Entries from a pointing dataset
:::::
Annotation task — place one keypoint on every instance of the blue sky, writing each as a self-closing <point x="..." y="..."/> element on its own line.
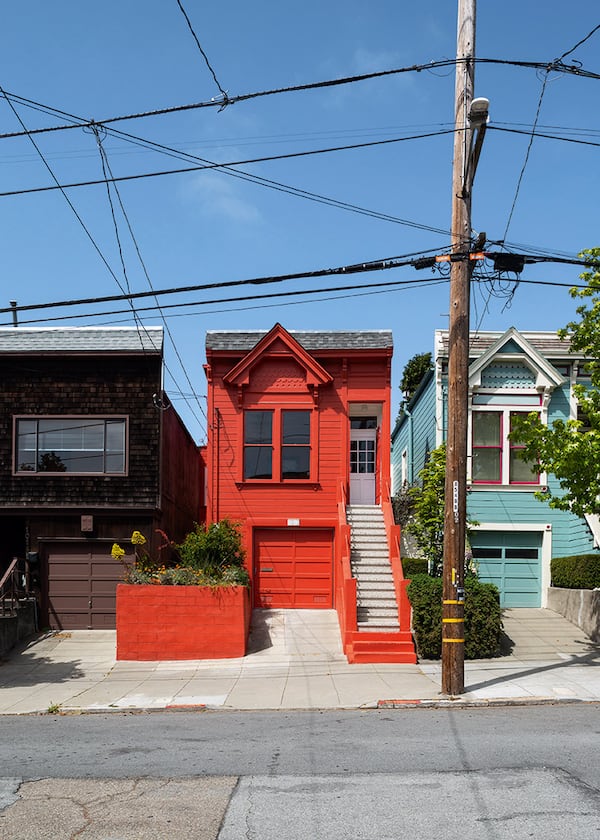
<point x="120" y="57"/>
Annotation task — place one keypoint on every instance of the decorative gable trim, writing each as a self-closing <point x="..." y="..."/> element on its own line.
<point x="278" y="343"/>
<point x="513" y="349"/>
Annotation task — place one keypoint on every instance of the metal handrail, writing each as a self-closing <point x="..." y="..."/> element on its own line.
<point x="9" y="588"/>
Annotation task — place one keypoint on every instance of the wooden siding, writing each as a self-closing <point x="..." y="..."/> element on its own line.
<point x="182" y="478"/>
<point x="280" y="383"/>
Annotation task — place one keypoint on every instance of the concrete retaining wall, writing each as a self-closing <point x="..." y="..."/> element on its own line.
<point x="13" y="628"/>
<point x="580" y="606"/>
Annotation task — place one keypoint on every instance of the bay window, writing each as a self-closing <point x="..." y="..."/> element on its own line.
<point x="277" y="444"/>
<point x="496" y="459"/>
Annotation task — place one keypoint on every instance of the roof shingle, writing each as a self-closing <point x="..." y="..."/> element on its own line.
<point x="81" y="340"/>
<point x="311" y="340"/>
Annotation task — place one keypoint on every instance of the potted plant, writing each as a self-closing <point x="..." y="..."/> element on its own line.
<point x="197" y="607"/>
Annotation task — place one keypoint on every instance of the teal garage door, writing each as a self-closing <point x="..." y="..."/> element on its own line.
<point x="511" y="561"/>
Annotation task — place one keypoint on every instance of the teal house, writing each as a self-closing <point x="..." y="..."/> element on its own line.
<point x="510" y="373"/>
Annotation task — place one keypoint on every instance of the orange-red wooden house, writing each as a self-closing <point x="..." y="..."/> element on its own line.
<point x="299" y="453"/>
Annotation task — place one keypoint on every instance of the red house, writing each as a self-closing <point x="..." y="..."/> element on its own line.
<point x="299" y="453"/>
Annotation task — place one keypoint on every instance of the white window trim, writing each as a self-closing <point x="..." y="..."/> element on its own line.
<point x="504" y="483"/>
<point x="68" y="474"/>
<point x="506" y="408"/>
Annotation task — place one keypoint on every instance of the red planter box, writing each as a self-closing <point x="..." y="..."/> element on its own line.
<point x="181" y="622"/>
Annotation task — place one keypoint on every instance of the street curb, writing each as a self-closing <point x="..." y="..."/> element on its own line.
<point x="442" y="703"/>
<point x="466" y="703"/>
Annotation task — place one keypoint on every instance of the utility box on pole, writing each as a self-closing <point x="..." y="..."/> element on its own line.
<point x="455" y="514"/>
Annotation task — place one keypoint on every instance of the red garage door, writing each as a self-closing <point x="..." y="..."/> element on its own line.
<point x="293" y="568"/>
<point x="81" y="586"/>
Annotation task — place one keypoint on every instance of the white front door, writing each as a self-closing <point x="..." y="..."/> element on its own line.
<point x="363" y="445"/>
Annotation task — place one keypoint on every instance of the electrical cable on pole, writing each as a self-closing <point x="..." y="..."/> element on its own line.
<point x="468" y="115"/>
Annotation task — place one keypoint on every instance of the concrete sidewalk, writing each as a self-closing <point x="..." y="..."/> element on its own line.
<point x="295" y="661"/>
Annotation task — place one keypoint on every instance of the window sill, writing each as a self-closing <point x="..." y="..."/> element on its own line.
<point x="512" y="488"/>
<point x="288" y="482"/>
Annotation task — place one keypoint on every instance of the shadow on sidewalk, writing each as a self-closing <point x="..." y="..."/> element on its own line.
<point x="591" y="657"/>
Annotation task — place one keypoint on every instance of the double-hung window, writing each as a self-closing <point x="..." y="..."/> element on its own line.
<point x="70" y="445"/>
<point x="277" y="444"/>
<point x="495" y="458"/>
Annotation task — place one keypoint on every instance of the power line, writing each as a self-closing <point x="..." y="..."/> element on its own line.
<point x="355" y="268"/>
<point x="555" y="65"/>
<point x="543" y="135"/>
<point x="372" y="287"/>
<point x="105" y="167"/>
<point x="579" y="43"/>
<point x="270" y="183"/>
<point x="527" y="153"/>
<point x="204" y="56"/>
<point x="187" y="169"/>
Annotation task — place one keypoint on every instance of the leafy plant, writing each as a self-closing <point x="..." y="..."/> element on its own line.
:::::
● OBJECTIVE
Each line of the material must be retyped exactly, except that images are omitted.

● RESULT FOR THIS EXERCISE
Annotation task — place one keypoint on every instance of the blue sky, writing each as a self-closing <point x="..." y="..."/> element on its own line.
<point x="120" y="57"/>
Annotation task — place one keypoint on every instance of the decorative gable trim, writing each as a self-closing <point x="..." y="..."/> element on its own line.
<point x="278" y="343"/>
<point x="513" y="349"/>
Annotation task — place one keypoint on every instance of the metal handrail, writing each as a self-closing <point x="..." y="..."/> element on its own line.
<point x="9" y="588"/>
Annotation task — place one keypoint on every instance of the wooden siding, writing each as a self-closing <point x="..." y="..."/> element on its own line.
<point x="182" y="478"/>
<point x="280" y="383"/>
Annotation task — place one keypoint on every instance of the concrete retaining wall, writing each as a self-closing <point x="..." y="..."/> element on its own line.
<point x="13" y="628"/>
<point x="580" y="606"/>
Annotation task — place one keypoint on every instance of the bay window, writing each as a self-closing <point x="..." y="..."/> element on its own line.
<point x="277" y="444"/>
<point x="496" y="459"/>
Annotation task — place one keypoint on every instance of the roof shingle, writing each as a self-closing <point x="..." y="..."/> element on its own line.
<point x="81" y="340"/>
<point x="311" y="340"/>
Annotation task — place one keypoint on every instance of the potted plant, writing each as a self-closing <point x="..." y="..."/> element on its own line.
<point x="197" y="607"/>
Annotation task — place one keypoint on every instance of the teal garage door, writing each as a self-closing <point x="..." y="..."/> element on its own line.
<point x="511" y="561"/>
Annotation task — place one keypoint on every instance of the teal house, writing each as a self-closing <point x="..." y="..."/> element on its own line.
<point x="510" y="373"/>
Annotation task — place one keypoint on every instance of the orange-red wooden house, writing each as a self-closing <point x="..." y="..."/> element on its own line.
<point x="299" y="453"/>
Annotation task — place one keypoint on every instance of the red house, writing each as a self-closing <point x="..." y="..."/> element on its own line.
<point x="299" y="453"/>
Annotation task — place one keypoint on every instance of the white window trim, writing each as a self-closing <point x="..." y="..."/> element on its own line.
<point x="504" y="483"/>
<point x="68" y="474"/>
<point x="506" y="408"/>
Annotation task — place one keypoint on every instance of the red planter box, writing each as a self-closing <point x="..." y="..."/> element on its own line.
<point x="181" y="622"/>
Annotation task — place one keypoint on every instance of the street curb, writing each as a self-closing <point x="..." y="..."/> element on its own line.
<point x="442" y="703"/>
<point x="466" y="703"/>
Annotation task — place one keypoint on every instance of the utility box on pole, writing each as a self-closing <point x="..." y="..."/> element on its own line.
<point x="455" y="514"/>
Annotation task — place one keypoint on every instance of the red garage door, writing each as a self-closing <point x="..." y="..."/> element on its own line.
<point x="293" y="568"/>
<point x="81" y="586"/>
Annotation task — place one keypoint on every instance of the white front door, writing each as a self-closing <point x="..." y="..."/> element on its own line.
<point x="363" y="445"/>
Annotation task — place one keypoint on every instance of the electrical cable on pole, writing each as a self-closing <point x="..." y="..."/> element on its own line.
<point x="468" y="115"/>
Annotation task — place one keypoint on every instance of the concrete sidewalk, writing each as a self-closing <point x="..." y="..."/> element on its own line.
<point x="295" y="661"/>
Annotation task — place one keypoint on every instance of the window sill, writing each as a self-closing <point x="..." y="..."/> element on its own line.
<point x="512" y="488"/>
<point x="288" y="482"/>
Annotation task — place one keypoint on every instance of the shadow on sidewalk, writing each as a self-closing <point x="..." y="..."/> element on its own line.
<point x="591" y="657"/>
Annotation task — place one keypoint on every instance of the double-hung window, writing each as a self-closing <point x="..." y="..."/> element on its own line.
<point x="70" y="445"/>
<point x="277" y="444"/>
<point x="495" y="458"/>
Annotation task — place one keypoint on every instance of the power line, writing each as a self-closing <point x="..." y="..."/> element on its own line.
<point x="355" y="268"/>
<point x="555" y="65"/>
<point x="543" y="135"/>
<point x="372" y="287"/>
<point x="105" y="167"/>
<point x="579" y="43"/>
<point x="270" y="183"/>
<point x="527" y="153"/>
<point x="204" y="56"/>
<point x="187" y="169"/>
Annotation task — place one keypoint on every instance of the leafy plant, writing each as a self-closing <point x="..." y="..."/> element on its own line.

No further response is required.